### Extracted entries ###

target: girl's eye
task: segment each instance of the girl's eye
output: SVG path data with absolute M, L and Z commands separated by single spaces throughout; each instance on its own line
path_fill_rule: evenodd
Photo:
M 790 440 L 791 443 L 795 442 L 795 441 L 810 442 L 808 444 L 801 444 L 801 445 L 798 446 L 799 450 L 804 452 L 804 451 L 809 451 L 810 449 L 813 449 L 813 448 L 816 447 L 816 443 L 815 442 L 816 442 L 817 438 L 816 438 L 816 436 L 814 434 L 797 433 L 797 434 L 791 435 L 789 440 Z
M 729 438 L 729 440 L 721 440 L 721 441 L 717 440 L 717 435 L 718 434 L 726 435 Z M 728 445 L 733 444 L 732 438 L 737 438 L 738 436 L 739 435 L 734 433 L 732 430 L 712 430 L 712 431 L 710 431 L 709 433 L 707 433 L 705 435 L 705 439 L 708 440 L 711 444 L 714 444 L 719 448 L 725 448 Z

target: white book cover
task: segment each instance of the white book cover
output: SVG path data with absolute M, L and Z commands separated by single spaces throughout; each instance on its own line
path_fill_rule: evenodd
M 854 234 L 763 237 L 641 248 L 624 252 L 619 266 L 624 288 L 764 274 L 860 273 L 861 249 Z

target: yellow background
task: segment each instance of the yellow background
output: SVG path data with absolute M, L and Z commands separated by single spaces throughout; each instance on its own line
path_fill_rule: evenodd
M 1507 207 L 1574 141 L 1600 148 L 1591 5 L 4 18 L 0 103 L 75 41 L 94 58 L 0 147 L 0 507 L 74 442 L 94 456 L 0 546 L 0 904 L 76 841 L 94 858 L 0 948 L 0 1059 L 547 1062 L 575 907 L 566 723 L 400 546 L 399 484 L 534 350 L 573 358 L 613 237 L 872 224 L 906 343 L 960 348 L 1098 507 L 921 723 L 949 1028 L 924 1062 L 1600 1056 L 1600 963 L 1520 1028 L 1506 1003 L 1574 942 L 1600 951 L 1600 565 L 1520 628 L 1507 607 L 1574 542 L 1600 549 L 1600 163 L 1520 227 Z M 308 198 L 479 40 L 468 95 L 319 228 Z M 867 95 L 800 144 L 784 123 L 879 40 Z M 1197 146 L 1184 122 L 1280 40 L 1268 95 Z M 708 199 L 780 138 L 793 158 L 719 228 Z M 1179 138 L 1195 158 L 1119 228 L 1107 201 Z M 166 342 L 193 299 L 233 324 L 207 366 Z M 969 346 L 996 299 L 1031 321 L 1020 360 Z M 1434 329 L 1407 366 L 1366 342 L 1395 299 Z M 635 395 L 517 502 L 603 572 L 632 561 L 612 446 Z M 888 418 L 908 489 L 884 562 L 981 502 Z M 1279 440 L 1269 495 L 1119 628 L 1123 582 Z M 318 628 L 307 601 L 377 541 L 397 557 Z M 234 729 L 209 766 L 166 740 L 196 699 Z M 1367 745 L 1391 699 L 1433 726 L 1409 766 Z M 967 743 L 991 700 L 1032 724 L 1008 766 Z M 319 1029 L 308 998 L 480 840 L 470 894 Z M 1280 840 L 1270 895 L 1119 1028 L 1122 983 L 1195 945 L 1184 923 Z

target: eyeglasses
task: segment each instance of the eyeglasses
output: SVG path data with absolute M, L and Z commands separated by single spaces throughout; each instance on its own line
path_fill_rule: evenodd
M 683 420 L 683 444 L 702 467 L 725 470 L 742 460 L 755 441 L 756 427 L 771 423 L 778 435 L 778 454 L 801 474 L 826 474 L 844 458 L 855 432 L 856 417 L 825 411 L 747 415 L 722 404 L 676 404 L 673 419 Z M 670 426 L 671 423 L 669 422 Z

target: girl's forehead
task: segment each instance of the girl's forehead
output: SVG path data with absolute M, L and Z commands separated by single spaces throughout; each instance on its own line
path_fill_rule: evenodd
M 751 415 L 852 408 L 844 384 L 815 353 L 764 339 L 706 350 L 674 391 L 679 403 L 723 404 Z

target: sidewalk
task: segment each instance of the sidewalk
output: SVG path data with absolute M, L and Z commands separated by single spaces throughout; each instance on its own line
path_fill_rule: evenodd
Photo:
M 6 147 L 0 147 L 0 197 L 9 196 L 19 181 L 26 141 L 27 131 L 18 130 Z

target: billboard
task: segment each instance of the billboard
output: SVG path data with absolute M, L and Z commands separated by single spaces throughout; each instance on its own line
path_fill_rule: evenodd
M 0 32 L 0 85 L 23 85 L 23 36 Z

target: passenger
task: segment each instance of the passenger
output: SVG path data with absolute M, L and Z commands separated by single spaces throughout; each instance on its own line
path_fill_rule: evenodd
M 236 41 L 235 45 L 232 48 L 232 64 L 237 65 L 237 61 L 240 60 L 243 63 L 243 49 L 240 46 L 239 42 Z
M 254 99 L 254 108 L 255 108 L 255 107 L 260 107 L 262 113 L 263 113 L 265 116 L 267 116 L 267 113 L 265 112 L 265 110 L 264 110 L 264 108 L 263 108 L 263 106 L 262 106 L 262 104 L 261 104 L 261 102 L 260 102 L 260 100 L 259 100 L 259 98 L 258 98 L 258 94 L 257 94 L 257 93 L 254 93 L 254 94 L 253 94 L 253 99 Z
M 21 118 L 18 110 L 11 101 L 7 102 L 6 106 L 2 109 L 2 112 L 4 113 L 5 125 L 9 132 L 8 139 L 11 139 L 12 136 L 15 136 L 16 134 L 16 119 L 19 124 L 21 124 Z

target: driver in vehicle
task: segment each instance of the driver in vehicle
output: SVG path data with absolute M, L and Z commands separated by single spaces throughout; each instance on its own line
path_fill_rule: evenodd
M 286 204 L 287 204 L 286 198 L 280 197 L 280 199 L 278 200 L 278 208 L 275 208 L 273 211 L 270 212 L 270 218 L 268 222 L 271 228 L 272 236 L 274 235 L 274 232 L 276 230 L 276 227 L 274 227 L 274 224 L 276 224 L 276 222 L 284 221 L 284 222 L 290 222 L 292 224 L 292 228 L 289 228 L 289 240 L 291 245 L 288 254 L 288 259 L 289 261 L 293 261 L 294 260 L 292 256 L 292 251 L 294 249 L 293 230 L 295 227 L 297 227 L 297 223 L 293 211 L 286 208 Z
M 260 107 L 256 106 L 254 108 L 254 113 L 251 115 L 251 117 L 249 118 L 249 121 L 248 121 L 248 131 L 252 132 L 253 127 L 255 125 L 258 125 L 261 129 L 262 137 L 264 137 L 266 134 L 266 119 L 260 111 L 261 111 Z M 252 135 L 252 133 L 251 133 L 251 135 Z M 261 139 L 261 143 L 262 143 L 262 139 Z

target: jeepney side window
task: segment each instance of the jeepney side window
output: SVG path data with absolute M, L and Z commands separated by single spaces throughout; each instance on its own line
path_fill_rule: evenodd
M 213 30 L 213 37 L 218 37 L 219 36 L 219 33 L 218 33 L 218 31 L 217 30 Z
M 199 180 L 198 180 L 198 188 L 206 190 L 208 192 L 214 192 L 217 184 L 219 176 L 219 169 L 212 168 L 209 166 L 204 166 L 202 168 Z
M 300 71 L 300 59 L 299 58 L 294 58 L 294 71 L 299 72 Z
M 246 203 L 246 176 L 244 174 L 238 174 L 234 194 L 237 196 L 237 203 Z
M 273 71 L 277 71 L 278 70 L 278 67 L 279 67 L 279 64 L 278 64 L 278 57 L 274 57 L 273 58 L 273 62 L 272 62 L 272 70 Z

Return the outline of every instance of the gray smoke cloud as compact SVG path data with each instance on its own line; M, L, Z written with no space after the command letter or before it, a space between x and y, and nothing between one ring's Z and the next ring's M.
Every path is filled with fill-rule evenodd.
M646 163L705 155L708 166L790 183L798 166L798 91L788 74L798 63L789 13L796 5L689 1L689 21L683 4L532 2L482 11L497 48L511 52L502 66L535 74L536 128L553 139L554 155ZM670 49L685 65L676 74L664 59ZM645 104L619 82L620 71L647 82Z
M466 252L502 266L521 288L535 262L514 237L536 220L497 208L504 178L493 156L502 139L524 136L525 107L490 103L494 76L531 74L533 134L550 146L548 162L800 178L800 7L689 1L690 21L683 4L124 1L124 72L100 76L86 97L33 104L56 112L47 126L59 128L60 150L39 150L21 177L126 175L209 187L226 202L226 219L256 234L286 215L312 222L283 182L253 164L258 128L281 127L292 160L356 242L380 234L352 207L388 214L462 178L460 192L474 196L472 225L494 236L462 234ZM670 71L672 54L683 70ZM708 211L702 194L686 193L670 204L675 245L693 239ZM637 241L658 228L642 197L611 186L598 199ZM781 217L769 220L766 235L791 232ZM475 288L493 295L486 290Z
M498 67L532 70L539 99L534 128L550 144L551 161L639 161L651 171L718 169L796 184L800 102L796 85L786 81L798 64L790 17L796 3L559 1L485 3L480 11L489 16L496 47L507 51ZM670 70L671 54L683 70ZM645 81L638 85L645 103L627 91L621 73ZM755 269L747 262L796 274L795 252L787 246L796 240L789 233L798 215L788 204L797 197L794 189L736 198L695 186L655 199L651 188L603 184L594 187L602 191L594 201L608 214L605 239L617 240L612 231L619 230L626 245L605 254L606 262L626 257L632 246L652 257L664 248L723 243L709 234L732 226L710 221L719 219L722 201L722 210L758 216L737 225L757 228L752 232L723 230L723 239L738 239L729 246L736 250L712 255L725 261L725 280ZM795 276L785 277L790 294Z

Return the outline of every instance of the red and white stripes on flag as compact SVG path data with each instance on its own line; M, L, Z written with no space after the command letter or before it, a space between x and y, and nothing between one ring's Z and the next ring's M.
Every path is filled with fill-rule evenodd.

###

### What you have to do
When a line in the records above holds "driver", that line is to be reported.

### Written response
target: driver in vehicle
task: segment each instance of the driver in vehicle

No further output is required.